Start of Data extracts

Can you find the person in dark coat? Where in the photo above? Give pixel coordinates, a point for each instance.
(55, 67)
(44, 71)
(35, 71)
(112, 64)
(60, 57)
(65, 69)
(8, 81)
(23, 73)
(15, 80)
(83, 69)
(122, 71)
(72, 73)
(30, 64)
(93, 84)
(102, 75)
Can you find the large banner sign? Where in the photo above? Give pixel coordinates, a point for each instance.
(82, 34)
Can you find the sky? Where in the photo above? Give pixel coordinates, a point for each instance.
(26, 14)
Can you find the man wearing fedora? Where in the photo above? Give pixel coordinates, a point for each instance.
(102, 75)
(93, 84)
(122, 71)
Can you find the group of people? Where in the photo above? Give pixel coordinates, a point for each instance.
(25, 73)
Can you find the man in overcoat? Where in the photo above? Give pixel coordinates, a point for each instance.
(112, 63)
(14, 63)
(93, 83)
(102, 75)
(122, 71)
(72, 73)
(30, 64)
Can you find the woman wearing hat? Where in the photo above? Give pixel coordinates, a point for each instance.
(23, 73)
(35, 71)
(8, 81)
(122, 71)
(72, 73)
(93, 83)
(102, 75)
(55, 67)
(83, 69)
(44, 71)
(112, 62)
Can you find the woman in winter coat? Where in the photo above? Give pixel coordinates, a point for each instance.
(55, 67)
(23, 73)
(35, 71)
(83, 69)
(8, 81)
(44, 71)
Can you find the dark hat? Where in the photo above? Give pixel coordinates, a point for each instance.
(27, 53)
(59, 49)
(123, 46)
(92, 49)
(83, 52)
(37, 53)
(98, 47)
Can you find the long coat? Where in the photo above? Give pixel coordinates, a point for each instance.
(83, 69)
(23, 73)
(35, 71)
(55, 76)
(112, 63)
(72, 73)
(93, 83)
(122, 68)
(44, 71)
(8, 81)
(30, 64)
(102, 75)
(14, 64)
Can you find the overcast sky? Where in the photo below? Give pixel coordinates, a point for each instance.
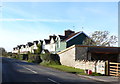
(23, 22)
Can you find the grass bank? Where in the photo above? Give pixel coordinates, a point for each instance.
(66, 69)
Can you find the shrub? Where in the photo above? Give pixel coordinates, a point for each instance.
(35, 58)
(96, 74)
(50, 58)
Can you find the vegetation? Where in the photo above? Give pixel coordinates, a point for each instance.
(66, 68)
(50, 59)
(96, 74)
(101, 38)
(3, 52)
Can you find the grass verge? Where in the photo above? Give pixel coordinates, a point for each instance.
(66, 69)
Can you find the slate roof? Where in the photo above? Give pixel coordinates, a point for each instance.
(35, 42)
(54, 37)
(47, 41)
(64, 38)
(29, 44)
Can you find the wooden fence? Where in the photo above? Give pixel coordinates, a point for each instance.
(114, 69)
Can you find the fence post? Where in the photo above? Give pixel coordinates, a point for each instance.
(107, 68)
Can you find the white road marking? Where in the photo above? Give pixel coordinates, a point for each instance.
(53, 81)
(30, 70)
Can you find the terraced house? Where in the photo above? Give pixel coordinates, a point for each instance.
(60, 42)
(55, 43)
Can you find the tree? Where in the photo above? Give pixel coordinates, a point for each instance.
(3, 52)
(39, 48)
(101, 38)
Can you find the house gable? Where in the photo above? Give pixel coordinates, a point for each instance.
(76, 40)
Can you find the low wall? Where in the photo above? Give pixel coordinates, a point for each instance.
(69, 55)
(98, 66)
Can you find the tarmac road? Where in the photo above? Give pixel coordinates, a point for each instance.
(19, 72)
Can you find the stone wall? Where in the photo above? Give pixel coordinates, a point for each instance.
(98, 66)
(69, 55)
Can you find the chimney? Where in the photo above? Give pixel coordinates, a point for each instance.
(69, 32)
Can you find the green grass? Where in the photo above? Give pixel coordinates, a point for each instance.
(66, 69)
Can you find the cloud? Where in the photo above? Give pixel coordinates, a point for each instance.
(39, 20)
(60, 0)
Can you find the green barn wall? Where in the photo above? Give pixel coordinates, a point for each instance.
(62, 46)
(78, 40)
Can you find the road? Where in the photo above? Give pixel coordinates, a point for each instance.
(19, 72)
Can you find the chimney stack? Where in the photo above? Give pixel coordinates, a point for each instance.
(69, 32)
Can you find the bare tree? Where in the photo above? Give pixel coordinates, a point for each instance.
(101, 38)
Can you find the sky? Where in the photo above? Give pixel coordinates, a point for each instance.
(23, 22)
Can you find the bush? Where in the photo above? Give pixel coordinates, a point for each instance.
(35, 58)
(50, 58)
(96, 74)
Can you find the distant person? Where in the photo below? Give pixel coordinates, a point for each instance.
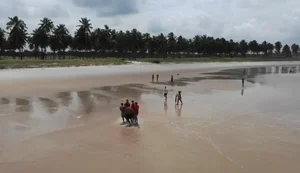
(127, 104)
(122, 109)
(132, 104)
(243, 81)
(178, 98)
(129, 115)
(136, 113)
(166, 105)
(242, 92)
(165, 93)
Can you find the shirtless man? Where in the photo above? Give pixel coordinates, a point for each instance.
(136, 113)
(127, 104)
(165, 93)
(178, 98)
(129, 114)
(152, 77)
(122, 109)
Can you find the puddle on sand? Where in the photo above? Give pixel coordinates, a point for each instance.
(247, 128)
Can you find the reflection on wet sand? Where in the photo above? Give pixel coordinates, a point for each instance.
(218, 130)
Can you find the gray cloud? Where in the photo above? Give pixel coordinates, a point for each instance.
(270, 20)
(110, 8)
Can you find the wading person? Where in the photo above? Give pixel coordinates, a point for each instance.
(132, 104)
(178, 98)
(165, 93)
(243, 81)
(129, 115)
(122, 109)
(136, 112)
(127, 104)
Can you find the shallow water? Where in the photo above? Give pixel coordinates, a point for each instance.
(63, 72)
(221, 127)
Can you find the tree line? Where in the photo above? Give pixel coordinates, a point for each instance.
(106, 42)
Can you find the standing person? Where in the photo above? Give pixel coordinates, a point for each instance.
(132, 104)
(122, 109)
(178, 98)
(165, 93)
(127, 104)
(129, 115)
(243, 81)
(152, 77)
(136, 112)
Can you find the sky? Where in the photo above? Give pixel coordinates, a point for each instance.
(270, 20)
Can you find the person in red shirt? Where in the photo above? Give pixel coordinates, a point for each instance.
(136, 112)
(127, 104)
(132, 104)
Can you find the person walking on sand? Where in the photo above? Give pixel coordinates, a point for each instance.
(243, 81)
(122, 109)
(165, 93)
(178, 98)
(136, 112)
(127, 104)
(132, 104)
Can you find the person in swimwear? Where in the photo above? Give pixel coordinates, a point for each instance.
(152, 77)
(122, 109)
(136, 113)
(165, 93)
(178, 98)
(127, 104)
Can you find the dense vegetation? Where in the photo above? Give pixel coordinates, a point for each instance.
(105, 42)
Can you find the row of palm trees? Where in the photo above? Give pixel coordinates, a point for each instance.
(107, 42)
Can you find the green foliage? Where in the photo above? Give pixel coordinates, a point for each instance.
(102, 42)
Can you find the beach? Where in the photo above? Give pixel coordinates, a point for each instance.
(68, 119)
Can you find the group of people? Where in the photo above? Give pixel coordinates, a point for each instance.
(178, 97)
(157, 77)
(130, 112)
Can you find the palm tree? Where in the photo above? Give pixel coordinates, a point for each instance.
(82, 35)
(2, 41)
(270, 48)
(286, 50)
(295, 49)
(171, 45)
(61, 39)
(17, 34)
(34, 41)
(278, 47)
(45, 29)
(243, 47)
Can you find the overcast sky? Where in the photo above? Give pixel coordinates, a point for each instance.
(270, 20)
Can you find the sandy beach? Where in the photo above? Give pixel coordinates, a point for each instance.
(68, 119)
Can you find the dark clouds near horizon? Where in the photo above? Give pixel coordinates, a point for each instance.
(270, 20)
(110, 8)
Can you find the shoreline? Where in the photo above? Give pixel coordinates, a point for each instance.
(42, 129)
(10, 64)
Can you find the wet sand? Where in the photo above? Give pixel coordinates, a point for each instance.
(73, 124)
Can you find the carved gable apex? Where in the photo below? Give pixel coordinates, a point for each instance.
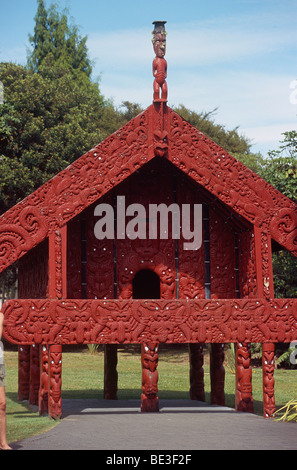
(72, 190)
(157, 132)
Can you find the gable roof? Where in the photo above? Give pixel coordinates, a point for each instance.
(156, 131)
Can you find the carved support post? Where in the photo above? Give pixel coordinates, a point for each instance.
(34, 375)
(196, 372)
(110, 372)
(217, 374)
(57, 289)
(44, 381)
(24, 373)
(266, 290)
(268, 379)
(149, 361)
(243, 390)
(55, 382)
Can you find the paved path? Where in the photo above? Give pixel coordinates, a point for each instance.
(180, 425)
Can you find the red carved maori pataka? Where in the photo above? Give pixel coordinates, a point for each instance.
(74, 288)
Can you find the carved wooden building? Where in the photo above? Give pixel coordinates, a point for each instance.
(74, 288)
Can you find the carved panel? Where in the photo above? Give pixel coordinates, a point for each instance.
(136, 321)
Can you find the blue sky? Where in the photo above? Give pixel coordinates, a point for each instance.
(235, 55)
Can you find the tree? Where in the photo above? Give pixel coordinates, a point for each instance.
(45, 124)
(280, 170)
(54, 36)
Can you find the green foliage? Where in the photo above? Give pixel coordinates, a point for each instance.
(280, 168)
(230, 140)
(289, 411)
(54, 36)
(45, 124)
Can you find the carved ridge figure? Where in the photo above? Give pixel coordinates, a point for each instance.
(159, 63)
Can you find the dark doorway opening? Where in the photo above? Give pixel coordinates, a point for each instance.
(146, 285)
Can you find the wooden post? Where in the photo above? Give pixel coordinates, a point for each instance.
(149, 361)
(57, 290)
(44, 381)
(265, 289)
(217, 374)
(243, 389)
(23, 372)
(55, 382)
(197, 391)
(34, 375)
(110, 372)
(268, 350)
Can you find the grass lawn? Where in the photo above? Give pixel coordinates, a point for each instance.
(82, 377)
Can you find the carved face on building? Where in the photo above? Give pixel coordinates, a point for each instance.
(159, 42)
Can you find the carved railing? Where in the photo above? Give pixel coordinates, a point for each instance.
(46, 321)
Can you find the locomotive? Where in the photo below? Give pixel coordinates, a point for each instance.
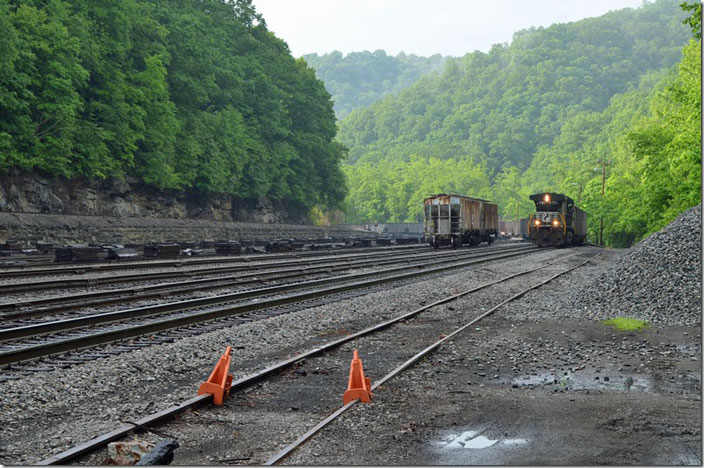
(454, 220)
(556, 221)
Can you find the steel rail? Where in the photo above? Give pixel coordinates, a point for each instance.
(82, 268)
(106, 317)
(258, 272)
(250, 380)
(59, 346)
(9, 288)
(420, 355)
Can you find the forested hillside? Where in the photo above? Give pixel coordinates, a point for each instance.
(615, 96)
(360, 78)
(184, 95)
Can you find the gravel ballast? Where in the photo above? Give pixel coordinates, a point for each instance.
(547, 334)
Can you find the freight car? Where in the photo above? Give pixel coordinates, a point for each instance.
(556, 221)
(455, 220)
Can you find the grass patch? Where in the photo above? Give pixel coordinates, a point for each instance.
(626, 324)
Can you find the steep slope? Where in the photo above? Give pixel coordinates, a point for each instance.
(502, 106)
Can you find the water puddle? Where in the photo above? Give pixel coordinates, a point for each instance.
(584, 380)
(470, 440)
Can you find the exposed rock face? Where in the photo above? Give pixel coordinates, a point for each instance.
(123, 198)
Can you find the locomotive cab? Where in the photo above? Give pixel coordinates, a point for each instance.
(454, 220)
(556, 221)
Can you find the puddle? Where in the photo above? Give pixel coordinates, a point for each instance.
(584, 380)
(470, 440)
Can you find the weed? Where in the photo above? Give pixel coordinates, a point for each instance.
(626, 324)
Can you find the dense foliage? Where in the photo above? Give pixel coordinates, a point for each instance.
(193, 95)
(631, 120)
(502, 106)
(360, 78)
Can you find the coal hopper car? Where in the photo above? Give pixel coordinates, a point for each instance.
(455, 220)
(556, 221)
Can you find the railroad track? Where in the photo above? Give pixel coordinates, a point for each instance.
(51, 338)
(183, 272)
(249, 381)
(82, 268)
(11, 312)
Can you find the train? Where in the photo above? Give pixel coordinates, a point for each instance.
(454, 220)
(557, 221)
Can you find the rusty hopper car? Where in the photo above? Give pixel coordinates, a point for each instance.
(556, 221)
(455, 220)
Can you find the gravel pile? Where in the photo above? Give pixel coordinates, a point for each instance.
(658, 279)
(46, 413)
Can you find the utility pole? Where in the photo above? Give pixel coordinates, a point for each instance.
(604, 162)
(603, 182)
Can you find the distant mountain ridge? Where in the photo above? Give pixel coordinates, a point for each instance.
(500, 107)
(360, 78)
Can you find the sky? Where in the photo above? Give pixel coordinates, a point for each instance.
(421, 27)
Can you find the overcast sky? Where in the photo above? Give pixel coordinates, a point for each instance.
(421, 27)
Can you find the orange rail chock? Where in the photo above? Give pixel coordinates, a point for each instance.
(220, 380)
(359, 387)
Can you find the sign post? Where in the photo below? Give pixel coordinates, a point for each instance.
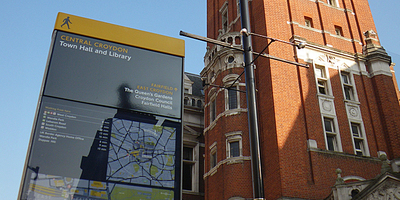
(108, 122)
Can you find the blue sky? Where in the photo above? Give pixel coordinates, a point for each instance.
(26, 28)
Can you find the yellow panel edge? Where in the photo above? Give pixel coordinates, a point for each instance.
(119, 34)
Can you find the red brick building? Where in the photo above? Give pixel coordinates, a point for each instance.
(341, 112)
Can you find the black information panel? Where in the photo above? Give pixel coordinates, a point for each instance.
(108, 125)
(80, 151)
(90, 70)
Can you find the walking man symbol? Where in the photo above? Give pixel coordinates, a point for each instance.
(66, 22)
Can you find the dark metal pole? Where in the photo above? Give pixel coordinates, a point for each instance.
(258, 188)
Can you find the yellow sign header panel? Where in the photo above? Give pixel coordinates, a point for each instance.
(124, 35)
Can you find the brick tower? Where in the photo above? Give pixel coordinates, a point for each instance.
(341, 112)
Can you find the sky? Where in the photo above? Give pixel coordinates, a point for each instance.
(25, 35)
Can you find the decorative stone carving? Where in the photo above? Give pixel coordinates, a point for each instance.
(390, 190)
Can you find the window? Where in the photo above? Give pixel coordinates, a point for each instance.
(186, 101)
(212, 111)
(213, 158)
(232, 98)
(322, 81)
(330, 134)
(234, 150)
(199, 103)
(188, 168)
(347, 86)
(308, 22)
(233, 144)
(338, 31)
(359, 148)
(225, 20)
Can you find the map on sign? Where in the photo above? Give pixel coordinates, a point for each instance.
(141, 153)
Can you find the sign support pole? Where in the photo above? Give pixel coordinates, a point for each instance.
(258, 188)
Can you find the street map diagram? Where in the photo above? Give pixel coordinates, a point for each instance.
(141, 153)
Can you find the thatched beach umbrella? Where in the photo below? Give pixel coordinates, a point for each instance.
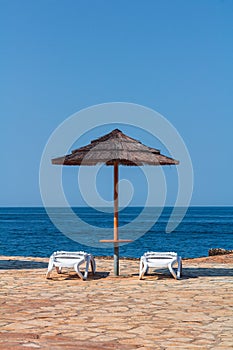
(115, 149)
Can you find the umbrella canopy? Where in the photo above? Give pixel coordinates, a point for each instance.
(115, 149)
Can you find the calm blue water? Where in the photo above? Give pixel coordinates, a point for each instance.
(29, 232)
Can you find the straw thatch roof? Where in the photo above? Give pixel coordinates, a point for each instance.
(115, 147)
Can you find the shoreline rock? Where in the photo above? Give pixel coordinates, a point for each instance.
(219, 251)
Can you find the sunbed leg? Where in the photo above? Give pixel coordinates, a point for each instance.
(143, 268)
(179, 269)
(93, 266)
(172, 271)
(50, 267)
(76, 267)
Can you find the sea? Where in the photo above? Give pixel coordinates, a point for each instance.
(30, 232)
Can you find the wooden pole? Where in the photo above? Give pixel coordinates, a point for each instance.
(116, 246)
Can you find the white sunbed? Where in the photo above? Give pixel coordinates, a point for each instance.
(65, 259)
(160, 260)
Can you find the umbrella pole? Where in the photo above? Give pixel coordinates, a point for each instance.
(116, 247)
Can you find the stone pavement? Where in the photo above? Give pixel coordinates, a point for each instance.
(107, 312)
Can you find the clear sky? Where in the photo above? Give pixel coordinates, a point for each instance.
(174, 56)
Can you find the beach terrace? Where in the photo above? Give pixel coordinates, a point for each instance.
(116, 312)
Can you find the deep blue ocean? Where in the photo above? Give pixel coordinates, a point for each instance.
(29, 232)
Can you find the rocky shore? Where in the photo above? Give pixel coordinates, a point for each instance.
(108, 312)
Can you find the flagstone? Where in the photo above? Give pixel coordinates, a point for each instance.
(121, 312)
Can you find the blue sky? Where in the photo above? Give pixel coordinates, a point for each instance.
(58, 57)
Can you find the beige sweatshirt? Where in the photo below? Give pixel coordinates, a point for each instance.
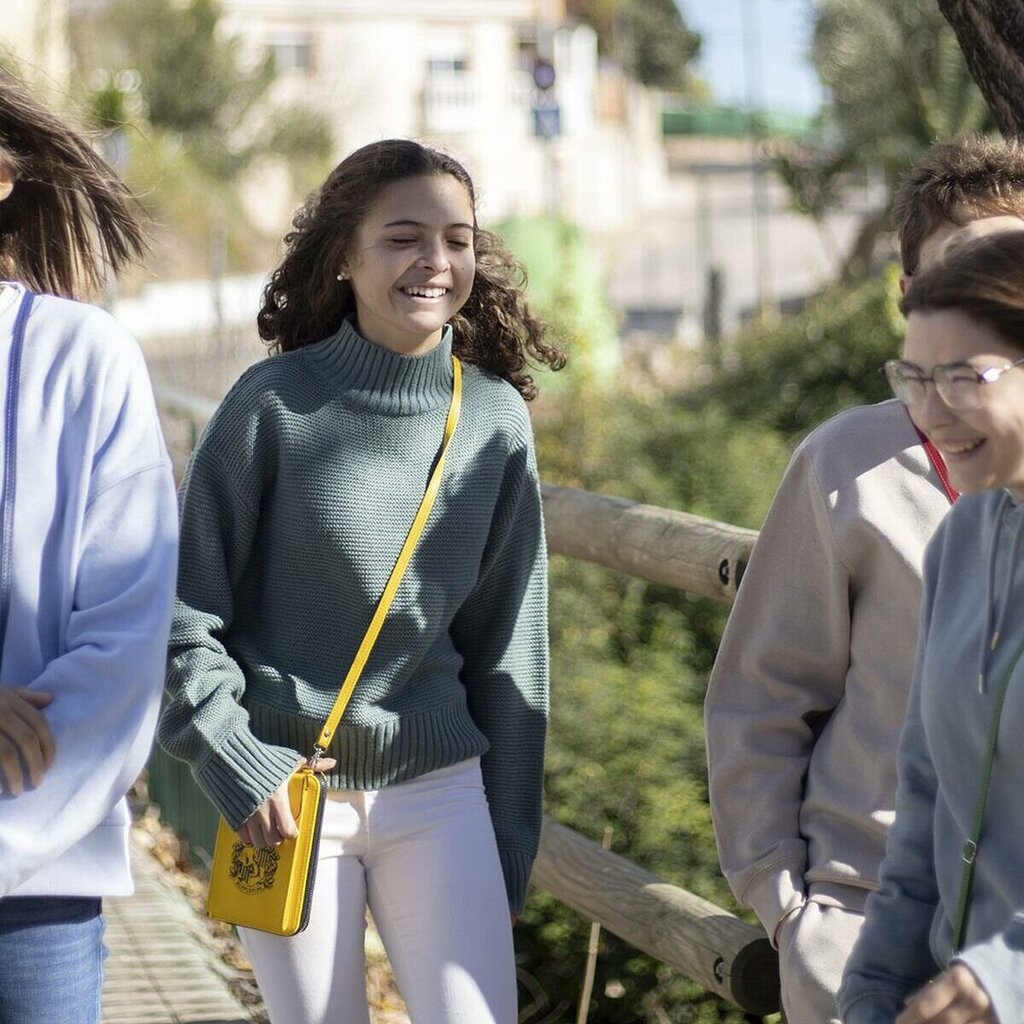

End of Data extracts

- [Exercise goal] Take the line that contains "Can you find the beach terrace?" and every line after it to the end of the records above; quote them exactly, leaving out the pictures.

- [Answer space]
Can you find the beach terrace? Where in the photo above? Give pixel coordinates, a point for each instance.
(116, 312)
Can you find the deep blue ocean? Where in the photo above? Give pixel coordinates, a point for each instance.
(29, 232)
Can you find the rocky shore? Where in the photo above? Give pixel coordinates, a point for each instance.
(108, 312)
Can you find the flagstone? Where in the photo above? Give pixel coordinates, a point for each instance.
(121, 312)
Can you find the blue sky? Where in the photo above? Give pixel coordinates, a point for each instance.
(58, 57)
Can you find the beige sweatshirt? Where in the photo below? Give pixel coordinates, a point for each instance.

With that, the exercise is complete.